--- start STORED RECORDS ---

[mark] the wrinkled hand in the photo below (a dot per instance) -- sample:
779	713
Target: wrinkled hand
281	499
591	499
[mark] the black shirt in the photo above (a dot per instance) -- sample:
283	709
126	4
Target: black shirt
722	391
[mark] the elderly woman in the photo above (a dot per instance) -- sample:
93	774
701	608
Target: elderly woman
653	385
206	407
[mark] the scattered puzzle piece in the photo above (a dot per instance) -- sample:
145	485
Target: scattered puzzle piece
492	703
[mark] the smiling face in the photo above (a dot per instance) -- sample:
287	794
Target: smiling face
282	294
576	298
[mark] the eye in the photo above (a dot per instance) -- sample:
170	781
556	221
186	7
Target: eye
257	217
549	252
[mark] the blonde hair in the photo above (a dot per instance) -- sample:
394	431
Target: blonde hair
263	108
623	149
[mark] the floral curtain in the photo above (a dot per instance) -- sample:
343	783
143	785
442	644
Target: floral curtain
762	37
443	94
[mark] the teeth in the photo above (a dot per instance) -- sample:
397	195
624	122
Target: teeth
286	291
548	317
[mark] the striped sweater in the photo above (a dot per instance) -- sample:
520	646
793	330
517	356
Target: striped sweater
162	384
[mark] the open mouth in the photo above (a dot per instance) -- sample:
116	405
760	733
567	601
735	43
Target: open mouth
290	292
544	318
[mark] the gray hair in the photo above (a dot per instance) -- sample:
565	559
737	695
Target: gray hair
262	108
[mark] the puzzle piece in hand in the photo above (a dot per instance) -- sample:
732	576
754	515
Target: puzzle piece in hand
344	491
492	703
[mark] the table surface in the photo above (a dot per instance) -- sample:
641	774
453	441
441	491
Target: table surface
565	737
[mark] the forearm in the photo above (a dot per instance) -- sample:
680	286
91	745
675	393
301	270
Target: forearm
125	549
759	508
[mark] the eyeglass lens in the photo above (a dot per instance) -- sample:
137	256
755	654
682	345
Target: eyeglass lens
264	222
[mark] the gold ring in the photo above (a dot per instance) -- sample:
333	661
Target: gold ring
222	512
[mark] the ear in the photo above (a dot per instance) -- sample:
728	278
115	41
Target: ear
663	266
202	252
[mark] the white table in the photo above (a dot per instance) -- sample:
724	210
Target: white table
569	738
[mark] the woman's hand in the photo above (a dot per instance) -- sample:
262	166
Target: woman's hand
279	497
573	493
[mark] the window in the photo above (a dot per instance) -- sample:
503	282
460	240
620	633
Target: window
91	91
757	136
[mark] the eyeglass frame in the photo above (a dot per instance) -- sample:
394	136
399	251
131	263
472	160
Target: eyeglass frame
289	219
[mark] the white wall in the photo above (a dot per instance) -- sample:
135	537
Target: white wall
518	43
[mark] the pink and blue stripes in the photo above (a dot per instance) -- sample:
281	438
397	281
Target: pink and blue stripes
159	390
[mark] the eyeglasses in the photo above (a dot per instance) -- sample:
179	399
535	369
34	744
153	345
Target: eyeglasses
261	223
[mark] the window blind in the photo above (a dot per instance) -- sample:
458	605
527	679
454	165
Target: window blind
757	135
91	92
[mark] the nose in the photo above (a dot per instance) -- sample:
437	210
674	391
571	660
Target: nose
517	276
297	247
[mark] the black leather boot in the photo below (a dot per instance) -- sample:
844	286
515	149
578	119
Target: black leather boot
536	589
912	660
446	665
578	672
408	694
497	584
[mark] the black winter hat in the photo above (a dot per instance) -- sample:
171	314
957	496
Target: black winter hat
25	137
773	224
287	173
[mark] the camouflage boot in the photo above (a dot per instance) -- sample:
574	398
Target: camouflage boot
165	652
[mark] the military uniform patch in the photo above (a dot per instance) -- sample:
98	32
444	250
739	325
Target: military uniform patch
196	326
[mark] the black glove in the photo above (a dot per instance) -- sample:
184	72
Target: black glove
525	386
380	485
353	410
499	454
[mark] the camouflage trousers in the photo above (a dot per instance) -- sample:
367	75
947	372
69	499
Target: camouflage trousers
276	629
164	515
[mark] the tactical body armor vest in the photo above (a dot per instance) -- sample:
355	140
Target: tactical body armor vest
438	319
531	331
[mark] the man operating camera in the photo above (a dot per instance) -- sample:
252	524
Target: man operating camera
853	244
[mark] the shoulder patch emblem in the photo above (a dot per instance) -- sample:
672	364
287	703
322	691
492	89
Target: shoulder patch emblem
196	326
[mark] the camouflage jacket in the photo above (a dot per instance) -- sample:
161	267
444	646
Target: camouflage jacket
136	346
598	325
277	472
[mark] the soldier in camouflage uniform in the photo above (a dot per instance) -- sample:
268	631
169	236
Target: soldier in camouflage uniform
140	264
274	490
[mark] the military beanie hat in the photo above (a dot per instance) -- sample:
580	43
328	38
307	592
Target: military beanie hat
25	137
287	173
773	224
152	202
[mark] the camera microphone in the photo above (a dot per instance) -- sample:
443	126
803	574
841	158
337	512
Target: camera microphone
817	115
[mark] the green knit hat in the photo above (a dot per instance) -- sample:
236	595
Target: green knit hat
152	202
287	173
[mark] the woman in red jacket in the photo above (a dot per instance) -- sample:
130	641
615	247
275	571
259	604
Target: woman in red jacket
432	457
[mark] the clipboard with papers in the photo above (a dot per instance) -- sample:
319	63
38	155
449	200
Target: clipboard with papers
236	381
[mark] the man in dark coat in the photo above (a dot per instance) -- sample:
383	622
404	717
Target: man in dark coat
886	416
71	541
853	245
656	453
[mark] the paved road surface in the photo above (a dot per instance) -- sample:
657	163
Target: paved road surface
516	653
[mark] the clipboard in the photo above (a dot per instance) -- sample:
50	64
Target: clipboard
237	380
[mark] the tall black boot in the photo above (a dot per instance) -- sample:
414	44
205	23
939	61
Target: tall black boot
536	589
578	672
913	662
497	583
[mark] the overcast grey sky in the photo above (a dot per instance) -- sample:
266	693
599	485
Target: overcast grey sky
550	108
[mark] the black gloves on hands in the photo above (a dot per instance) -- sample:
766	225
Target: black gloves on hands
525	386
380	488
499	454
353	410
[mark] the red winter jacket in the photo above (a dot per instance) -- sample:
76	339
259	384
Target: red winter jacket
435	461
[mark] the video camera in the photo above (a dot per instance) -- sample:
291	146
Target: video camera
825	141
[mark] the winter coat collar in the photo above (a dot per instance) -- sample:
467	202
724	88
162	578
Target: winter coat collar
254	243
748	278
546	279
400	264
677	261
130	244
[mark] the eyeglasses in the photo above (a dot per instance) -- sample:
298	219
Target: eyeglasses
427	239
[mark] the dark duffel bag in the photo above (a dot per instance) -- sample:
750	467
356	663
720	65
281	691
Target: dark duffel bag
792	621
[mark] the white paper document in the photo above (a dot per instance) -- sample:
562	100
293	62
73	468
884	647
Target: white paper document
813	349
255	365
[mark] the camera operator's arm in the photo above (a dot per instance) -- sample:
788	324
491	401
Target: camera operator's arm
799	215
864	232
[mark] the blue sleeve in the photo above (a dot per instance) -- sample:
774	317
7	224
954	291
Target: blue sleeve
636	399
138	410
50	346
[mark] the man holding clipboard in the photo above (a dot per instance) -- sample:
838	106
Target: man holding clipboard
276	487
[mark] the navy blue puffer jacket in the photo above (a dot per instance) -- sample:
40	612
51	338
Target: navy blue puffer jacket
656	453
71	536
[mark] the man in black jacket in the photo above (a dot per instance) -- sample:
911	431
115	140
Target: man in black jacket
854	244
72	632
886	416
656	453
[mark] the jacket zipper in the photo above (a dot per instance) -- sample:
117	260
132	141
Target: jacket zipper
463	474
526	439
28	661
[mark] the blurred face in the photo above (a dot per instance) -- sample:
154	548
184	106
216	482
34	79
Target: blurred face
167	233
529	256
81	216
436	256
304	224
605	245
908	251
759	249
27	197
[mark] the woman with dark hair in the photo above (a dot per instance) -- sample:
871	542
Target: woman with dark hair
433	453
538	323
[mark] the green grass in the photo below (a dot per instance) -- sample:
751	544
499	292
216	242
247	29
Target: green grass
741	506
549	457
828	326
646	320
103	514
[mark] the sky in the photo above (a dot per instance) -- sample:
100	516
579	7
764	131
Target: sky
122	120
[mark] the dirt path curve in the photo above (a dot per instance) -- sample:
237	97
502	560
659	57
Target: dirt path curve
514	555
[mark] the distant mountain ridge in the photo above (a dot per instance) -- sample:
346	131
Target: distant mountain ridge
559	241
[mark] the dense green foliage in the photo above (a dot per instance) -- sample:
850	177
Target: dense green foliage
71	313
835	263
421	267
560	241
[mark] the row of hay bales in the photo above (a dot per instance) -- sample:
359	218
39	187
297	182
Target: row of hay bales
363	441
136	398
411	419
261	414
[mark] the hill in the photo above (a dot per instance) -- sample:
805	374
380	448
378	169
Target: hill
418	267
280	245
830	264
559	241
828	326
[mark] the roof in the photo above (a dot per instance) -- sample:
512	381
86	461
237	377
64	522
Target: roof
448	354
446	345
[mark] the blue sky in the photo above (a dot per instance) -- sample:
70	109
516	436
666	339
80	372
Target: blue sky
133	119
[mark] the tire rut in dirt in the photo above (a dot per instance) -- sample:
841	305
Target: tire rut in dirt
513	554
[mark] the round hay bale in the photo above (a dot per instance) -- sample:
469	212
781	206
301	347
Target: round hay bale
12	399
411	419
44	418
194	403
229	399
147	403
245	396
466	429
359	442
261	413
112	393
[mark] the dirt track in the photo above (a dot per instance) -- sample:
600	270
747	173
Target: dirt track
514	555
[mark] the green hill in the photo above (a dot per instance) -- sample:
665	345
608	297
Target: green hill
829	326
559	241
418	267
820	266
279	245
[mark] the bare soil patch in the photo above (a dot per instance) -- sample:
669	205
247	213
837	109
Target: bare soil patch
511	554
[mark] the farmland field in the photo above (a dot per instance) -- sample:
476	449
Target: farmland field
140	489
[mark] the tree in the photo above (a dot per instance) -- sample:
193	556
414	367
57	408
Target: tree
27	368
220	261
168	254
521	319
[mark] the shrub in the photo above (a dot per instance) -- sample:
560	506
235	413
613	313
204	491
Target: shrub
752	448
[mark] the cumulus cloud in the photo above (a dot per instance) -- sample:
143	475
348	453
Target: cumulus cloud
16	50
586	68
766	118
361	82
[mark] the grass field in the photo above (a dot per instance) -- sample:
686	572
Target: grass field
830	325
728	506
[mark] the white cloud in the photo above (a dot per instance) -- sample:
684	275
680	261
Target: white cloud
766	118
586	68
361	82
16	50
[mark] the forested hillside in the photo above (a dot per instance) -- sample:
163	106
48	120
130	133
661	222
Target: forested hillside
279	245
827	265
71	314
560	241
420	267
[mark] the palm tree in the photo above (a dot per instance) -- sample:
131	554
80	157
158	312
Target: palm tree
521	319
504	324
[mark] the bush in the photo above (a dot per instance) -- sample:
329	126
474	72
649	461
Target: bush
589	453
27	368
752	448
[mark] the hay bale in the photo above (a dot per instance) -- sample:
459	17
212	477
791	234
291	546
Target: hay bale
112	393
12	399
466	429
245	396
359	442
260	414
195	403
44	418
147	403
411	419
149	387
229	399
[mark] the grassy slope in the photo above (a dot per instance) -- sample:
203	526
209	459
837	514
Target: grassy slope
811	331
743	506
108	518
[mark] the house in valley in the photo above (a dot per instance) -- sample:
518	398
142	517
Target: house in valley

--- end STORED RECORDS ---

▶ **WORK TO COMPLETE**: Could you quote, exactly as they appear, the line containing "[mark] the bush" and every line after it to the end of the records above?

▶ **EXERCISE SOLUTION**:
[mark] the bush in the photo above (a dot per instance) -- sample:
329	126
474	72
649	461
Target: bush
589	453
27	368
752	448
[mark] the hay bale in the photo above (a dot per instance) -- sample:
459	17
212	477
791	234
291	546
Target: hay bale
112	393
12	399
466	429
245	396
359	442
260	414
195	403
44	418
147	403
411	419
149	387
229	399
[mark] the grassy slope in the photo above (a dot per instance) -- sample:
203	526
209	459
837	514
Target: grassy slope
811	331
743	506
108	518
[mark] the house in valley in the photo above (a dot per instance) -- sample:
518	398
142	517
Target: house in valley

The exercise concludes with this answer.